* Problem details: Repeat every record exactly, but keep images out of the copy.

* Data:
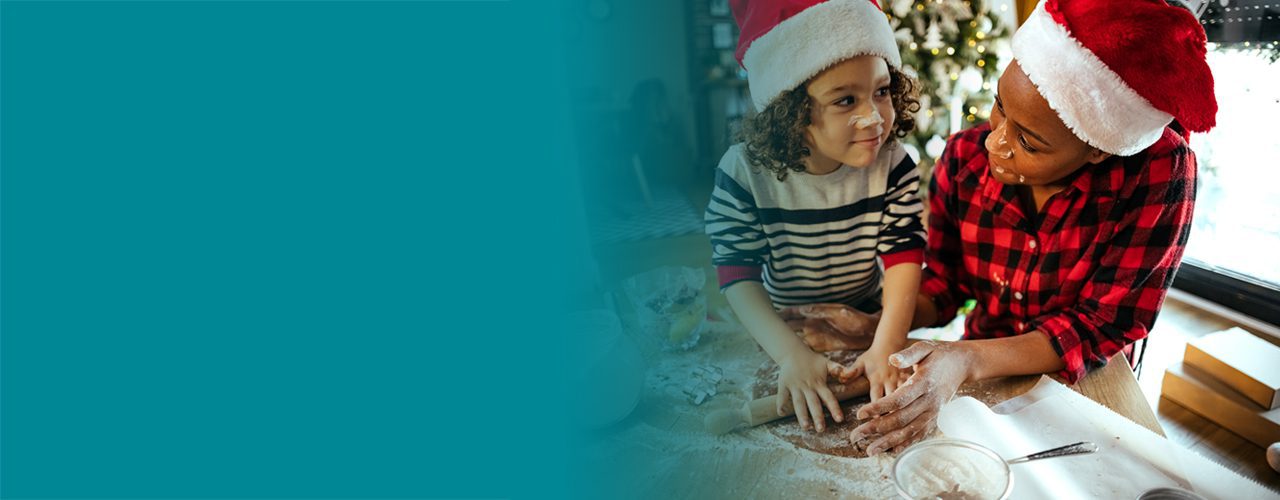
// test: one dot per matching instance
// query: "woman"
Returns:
(1066, 215)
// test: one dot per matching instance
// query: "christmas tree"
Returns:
(952, 47)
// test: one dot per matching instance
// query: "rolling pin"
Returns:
(766, 409)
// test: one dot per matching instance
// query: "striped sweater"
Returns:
(816, 238)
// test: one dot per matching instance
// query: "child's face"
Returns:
(1028, 142)
(851, 111)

* Output for this exercise:
// test: one dot per matching instance
// query: "woman"
Returns:
(1066, 215)
// test: one dot per matching instance
// query: "christmas tree"
Returns:
(952, 47)
// test: one dot per matching instance
// query: "rolling pin"
Returns:
(766, 409)
// test: one dot per matching instance
// query: "striped sweater"
Returns:
(816, 238)
// test: one dot per matching instance
// query: "child's face"
Returns:
(1028, 142)
(851, 111)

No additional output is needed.